[Dataset rows]
>>>>
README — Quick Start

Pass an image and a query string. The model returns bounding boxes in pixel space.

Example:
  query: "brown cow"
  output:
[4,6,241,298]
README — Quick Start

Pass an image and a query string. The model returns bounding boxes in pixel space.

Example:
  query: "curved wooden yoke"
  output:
<<<<
Task details >>
In the data above, swap "query string" for "text prompt" everywhere it occurs and reproduce the lines with nothing else changed.

Exercise answer >>
README — Quick Start

Pass an image and a text prompt. The model returns bounding boxes in pixel space.

Example:
  query: "brown cow"
  output:
[4,6,241,298]
README — Quick Start

Pass an image and a text prompt. The model returns bounding boxes in pixel space.

Example:
  query: "curved wooden yoke"
  output:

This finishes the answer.